_TASK DESCRIPTION:_
Return every line of the material below as a JSON list of strings, one string per line, leaving out any blank lines.

+ + + +

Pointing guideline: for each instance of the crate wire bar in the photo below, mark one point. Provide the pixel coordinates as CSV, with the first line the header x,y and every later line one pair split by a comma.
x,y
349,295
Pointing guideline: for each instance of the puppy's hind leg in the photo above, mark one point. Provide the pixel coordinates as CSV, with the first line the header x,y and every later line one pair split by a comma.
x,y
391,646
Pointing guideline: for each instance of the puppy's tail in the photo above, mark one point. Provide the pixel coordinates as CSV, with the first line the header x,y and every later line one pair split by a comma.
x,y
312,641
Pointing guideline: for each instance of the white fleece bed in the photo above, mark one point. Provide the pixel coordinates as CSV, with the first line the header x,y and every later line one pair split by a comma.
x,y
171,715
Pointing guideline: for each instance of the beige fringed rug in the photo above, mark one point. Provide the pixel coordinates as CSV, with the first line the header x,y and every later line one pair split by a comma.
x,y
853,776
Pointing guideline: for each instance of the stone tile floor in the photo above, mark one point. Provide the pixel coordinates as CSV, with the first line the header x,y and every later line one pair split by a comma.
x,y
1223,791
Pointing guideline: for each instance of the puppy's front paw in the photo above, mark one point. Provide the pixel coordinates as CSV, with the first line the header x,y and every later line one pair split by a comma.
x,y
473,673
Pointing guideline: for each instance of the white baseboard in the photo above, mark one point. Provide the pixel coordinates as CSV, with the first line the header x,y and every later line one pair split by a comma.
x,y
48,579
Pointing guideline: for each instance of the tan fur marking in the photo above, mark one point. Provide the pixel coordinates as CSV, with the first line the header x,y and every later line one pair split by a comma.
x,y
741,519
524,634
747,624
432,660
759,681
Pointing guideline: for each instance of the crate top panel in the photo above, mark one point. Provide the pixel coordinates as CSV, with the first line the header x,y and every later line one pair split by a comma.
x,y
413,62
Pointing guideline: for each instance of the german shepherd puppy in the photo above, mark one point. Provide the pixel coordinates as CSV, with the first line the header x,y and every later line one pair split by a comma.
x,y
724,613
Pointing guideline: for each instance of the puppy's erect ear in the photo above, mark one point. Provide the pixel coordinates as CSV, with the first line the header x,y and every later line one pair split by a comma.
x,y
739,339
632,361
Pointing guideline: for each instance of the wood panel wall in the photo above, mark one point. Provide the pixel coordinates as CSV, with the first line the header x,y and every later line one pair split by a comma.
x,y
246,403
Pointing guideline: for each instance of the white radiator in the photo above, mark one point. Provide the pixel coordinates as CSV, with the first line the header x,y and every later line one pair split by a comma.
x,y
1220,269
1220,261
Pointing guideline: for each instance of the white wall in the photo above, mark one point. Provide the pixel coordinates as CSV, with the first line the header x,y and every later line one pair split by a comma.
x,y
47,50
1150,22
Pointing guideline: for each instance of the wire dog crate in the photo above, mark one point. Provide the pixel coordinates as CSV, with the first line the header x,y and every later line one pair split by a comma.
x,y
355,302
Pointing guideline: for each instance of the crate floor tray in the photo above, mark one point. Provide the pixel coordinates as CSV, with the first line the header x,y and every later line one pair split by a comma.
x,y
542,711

+ + + +

_THE ANSWER:_
[
  "Pointing guideline: for each instance of the crate wire bar in the photo below, mark one point. Provide the pixel coordinates as CSV, with the first line the header x,y and every later line one pair split by a comma.",
  "x,y",
  "349,295",
  "Pointing guideline: for each instance of the puppy's hind leg in the photo above, mark one point. Provide the pixel coordinates as CSV, with the first line the header x,y and every later line one pair split by a comma.",
  "x,y",
  "391,646",
  "Pointing guideline: for each instance of the puppy's tail in the photo above, mark one point. Provide the pixel coordinates as CSV, with the first line the header x,y and every later line one pair split by a comma.",
  "x,y",
  "312,641",
  "Pointing guideline: for each instance of the white fleece bed in the photo above, mark one point. Provide the pixel coordinates as CSV, with the first line the header x,y and every later line one pair split by a comma.",
  "x,y",
  "171,715",
  "Pointing guideline: for each instance of the beige fringed rug in the photo above, mark one point. Provide the pixel coordinates as CSV, with the first line the header x,y and every later line one pair split by a comma.",
  "x,y",
  "853,776",
  "Pointing guideline: for each instance of the stone tile floor in the photo above, mark one point. Provide the pixel coordinates as CSV, with the first line the header x,y and every later line one pair split by a comma.",
  "x,y",
  "1223,791",
  "Pointing guideline: for each instance of the puppy's front paw in the photo above, mark one point. Provide the pixel coordinates as CSV, with the first line the header x,y and every later line one pair split by a comma.",
  "x,y",
  "473,673",
  "Pointing guideline: for each instance of the white baseboard in the photo above, mark one point. Provide the pixel coordinates as CSV, with the first line the header x,y and every later line one pair split by a comma.",
  "x,y",
  "48,579",
  "Pointing guideline: for each instance of the tan fur marking in the photo above, mark one point. Provide the pixel coordinates as CSV, with the first line the header x,y and every later line one pair split by a comma.",
  "x,y",
  "741,519",
  "524,634",
  "747,624",
  "432,660",
  "759,681",
  "Pointing guideline: for each instance of the crate top panel in the photo above, mark one point. Provide the pixel coordinates as CSV, with the first line the header x,y and every later line one pair split by a comma.",
  "x,y",
  "413,62",
  "Pointing guideline: for each instance of the german shepherd puppy in the photo above, mark one point. Provide the pixel coordinates as CSV, with the first line the header x,y and every later line one pair split by a comma.",
  "x,y",
  "724,613",
  "Pointing guideline: for each instance of the puppy's erect ear in the photo above, mark one point. Provide the pixel coordinates as CSV, with the first line the header x,y and every later line one pair split by a comma.",
  "x,y",
  "739,339",
  "632,361",
  "Pointing guideline: for each instance of the wood panel wall in the photo above, mark one point. Provide the pixel coordinates as CSV, with the first line the header x,y and every later line one pair split by a comma.",
  "x,y",
  "246,403",
  "Pointing guideline: for each instance of the white radiator in the photo above, mark one point. Provide the pixel coordinates as CSV, with the first line the header x,y and every later line one pair split by a comma.",
  "x,y",
  "1220,269",
  "1220,261",
  "Pointing guideline: for each instance of the white wall in the photo above, mark one point. Provide the pixel coordinates as CSV, with the first line the header x,y and every later line one pair split by a comma.",
  "x,y",
  "47,50",
  "1150,22",
  "Pointing guideline: for each instance of the wire dog crate in the photo above, mark one point. Provide the pixel coordinates as CSV, with the first line the header x,y and every later line one pair split by a comma.",
  "x,y",
  "355,302",
  "Pointing guideline: for each instance of the crate floor tray in the photo above, mark one point. Provide the pixel coordinates as CSV, with the first line the header x,y and every later line one pair split by a comma.",
  "x,y",
  "542,711"
]